Ações a realizar »
• A. Indique se cada afirmação está de acordo com o trecho de texto e cite entre aspas as palavras do trecho que decidem a resposta: (i) o aumento da cesta básica de alimentos superou o reajuste do salário mínimo; (ii) no cenário pessimista, o crescimento médio anual projetado do PIB é de 2%; (iii) as simulações abrangem os próximos dez anos.
• B. Reproduza, sem alterações, a passagem do trecho de texto que começa em "Se o salário" e vai até "proponha a fazer.", incluindo esta última.

Trecho de texto »
* * *

Se o salário mínimo foi reajustado em R$ 112, a cesta básica de alimentos já aumentou R$ 129. Portanto, a qualidade de vida dos trabalhadores assalariados e dos micros e pequenos empreendedores está “ladeira abaixo”.

E o que esperar para o resto do ano de 2022 e para os próximos anos? As simulações não são muito favoráveis: o crescimento médio anual do PIB para os próximos oito anos gira em torno de 3,2%, no cenário otimista, a 1,2% no cenário pessimista. No cenário base a média fica em 2% ao ano. É muito pouco se considerarmos o volume de pessoas desempregadas e a quantidade de pessoas que ingressarão em idade economicamente ativa neste período. Temos muito a ser feito e não estamos encontrando quem se proponha a fazer.

* * *

Seção de dados »
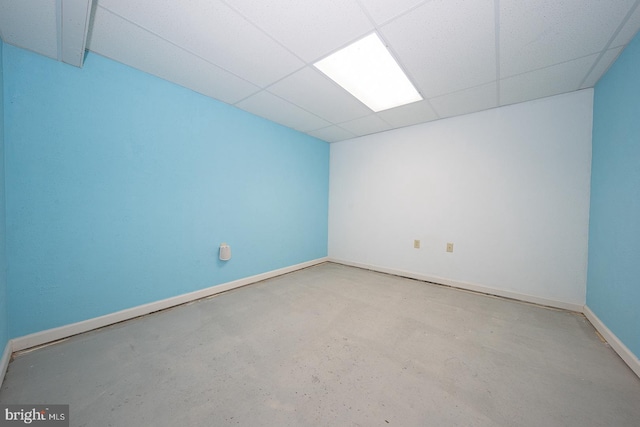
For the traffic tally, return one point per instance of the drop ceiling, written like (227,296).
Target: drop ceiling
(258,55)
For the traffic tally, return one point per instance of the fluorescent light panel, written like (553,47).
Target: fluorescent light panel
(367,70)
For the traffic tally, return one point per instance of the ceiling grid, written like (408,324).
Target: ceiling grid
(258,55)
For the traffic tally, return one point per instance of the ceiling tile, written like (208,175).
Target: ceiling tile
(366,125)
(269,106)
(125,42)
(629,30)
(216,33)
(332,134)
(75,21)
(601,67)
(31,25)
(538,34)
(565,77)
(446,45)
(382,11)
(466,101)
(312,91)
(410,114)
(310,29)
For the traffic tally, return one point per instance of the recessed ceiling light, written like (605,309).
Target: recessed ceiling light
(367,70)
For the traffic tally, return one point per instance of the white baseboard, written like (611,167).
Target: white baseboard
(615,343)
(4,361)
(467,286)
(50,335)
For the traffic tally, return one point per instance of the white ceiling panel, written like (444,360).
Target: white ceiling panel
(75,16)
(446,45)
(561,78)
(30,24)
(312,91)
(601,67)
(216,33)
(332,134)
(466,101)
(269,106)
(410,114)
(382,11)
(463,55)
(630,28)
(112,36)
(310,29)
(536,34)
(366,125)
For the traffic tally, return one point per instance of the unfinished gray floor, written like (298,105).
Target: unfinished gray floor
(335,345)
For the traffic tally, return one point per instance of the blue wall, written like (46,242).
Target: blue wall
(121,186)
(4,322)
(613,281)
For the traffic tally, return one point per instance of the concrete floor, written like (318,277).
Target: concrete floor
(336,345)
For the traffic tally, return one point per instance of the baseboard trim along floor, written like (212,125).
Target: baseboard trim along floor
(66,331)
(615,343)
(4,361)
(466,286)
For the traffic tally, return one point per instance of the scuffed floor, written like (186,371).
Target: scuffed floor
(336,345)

* * *

Respostas »
• A.
(i) Sim: “Se o salário mínimo foi reajustado em R$ 112, a cesta básica de alimentos já aumentou R$ 129.”
(ii) Não: “a 1,2% no cenário pessimista”.
(iii) Não: “para os próximos oito anos”.

• B.
Se o salário mínimo foi reajustado em R$ 112, a cesta básica de alimentos já aumentou R$ 129. Portanto, a qualidade de vida dos trabalhadores assalariados e dos micros e pequenos empreendedores está “ladeira abaixo”.

E o que esperar para o resto do ano de 2022 e para os próximos anos? As simulações não são muito favoráveis: o crescimento médio anual do PIB para os próximos oito anos gira em torno de 3,2%, no cenário otimista, a 1,2% no cenário pessimista. No cenário base a média fica em 2% ao ano. É muito pouco se considerarmos o volume de pessoas desempregadas e a quantidade de pessoas que ingressarão em idade economicamente ativa neste período. Temos muito a ser feito e não estamos encontrando quem se proponha a fazer.